Data for processing: Begin

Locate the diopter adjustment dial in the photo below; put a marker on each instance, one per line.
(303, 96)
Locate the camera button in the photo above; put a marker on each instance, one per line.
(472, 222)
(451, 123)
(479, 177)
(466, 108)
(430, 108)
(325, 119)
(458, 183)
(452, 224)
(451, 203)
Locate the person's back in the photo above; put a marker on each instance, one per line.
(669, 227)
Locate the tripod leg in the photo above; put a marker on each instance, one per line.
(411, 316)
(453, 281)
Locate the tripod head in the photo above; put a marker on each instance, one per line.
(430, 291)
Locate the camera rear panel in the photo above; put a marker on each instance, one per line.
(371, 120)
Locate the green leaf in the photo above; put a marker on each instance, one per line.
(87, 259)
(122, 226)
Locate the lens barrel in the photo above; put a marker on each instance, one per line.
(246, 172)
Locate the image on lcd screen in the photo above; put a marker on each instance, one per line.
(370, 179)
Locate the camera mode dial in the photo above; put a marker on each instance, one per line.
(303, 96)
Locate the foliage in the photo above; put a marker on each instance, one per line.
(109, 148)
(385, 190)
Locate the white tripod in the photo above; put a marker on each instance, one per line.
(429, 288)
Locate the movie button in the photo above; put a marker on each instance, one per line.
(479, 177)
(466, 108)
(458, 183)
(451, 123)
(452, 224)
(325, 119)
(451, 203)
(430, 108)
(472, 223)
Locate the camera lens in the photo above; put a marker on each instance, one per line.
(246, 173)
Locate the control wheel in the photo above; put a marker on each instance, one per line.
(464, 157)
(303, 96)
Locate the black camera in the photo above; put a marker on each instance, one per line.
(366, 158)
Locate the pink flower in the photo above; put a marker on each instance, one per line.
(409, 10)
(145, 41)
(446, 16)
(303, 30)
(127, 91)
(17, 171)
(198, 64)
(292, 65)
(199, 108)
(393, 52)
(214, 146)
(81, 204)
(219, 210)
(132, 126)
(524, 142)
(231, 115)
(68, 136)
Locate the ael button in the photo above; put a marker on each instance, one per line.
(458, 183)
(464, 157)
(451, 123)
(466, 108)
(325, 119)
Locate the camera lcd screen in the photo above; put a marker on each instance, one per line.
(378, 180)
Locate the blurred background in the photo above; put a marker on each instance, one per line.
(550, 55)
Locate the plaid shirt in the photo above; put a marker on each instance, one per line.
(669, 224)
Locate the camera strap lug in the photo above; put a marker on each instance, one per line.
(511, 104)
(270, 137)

Data for processing: End

## What is being asked
Exact copies of the line containing "Locate the camera strap" and of every line after it through the end of the entries are all that should be output.

## Answer
Locate the camera strap lug in the photo above; put a marker on each instance, one per line.
(511, 104)
(270, 137)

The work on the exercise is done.